──────── Selection

August 27, 2007

Loadbalancer for horizontal web scaling: What questions to ask before implementing one.

A single server, today, can handle an amazing amount of traffic. But sooner or later most organizations figure out that they need more and talk about choosing between horizontal and vertical scaling. If you work for such an organization and also happen to manage networking devices, you might find a couple of loadbalancers on your desk one day along with a yellow sticky note with a deadline on it.

Loadbalancers, by definition, are supposed to solve performance bottlenecks by distributing or balancing load between different components its managing. Though you would normally find loadbalancers in front of a webserver, a lot of different individuals have found other interesting ways of using it. For example I know some organizations have so much network traffic that they can't use just one sniffer or firewall to do their job. They ended up using some high end loadbalancers to intelligently loadbalance network traffic through multiple sniffers/firewalls attached to them. These are rare, so don't worry about it.

────────────────
──────── Data supplied

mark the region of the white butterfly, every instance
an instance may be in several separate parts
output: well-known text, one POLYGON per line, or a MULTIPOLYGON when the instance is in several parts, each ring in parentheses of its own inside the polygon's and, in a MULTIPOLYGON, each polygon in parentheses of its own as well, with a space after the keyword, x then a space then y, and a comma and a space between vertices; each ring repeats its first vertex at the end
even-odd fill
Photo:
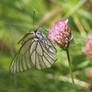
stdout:
POLYGON ((26 33, 19 43, 22 46, 11 62, 11 72, 22 72, 32 67, 37 69, 50 68, 55 62, 56 49, 38 29, 26 33))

────────────────

Aim A:
In the loadbalancer article, which components are loadbalancers placed in front of or used to spread traffic across? List each one.
Aim B:
Reproduce the records line for line without any changes, and leave the pictures out.
The loadbalancer article and the records come from unrelated sources.

Correct result A:
webserver, sniffers, firewalls

Correct result B:
mark the region of the white butterfly, every instance
an instance may be in several separate parts
output: well-known text, one POLYGON per line, or a MULTIPOLYGON when the instance is in several parts, each ring in parentheses of its own inside the polygon's and, in a MULTIPOLYGON, each polygon in parentheses of its own as well, with a space after the keyword, x then a space then y, and a comma and a space between vertices; each ring repeats its first vertex at the end
even-odd fill
Photo:
stdout:
POLYGON ((26 33, 19 43, 22 46, 11 62, 11 72, 22 72, 32 67, 37 69, 50 68, 55 62, 56 49, 38 29, 26 33))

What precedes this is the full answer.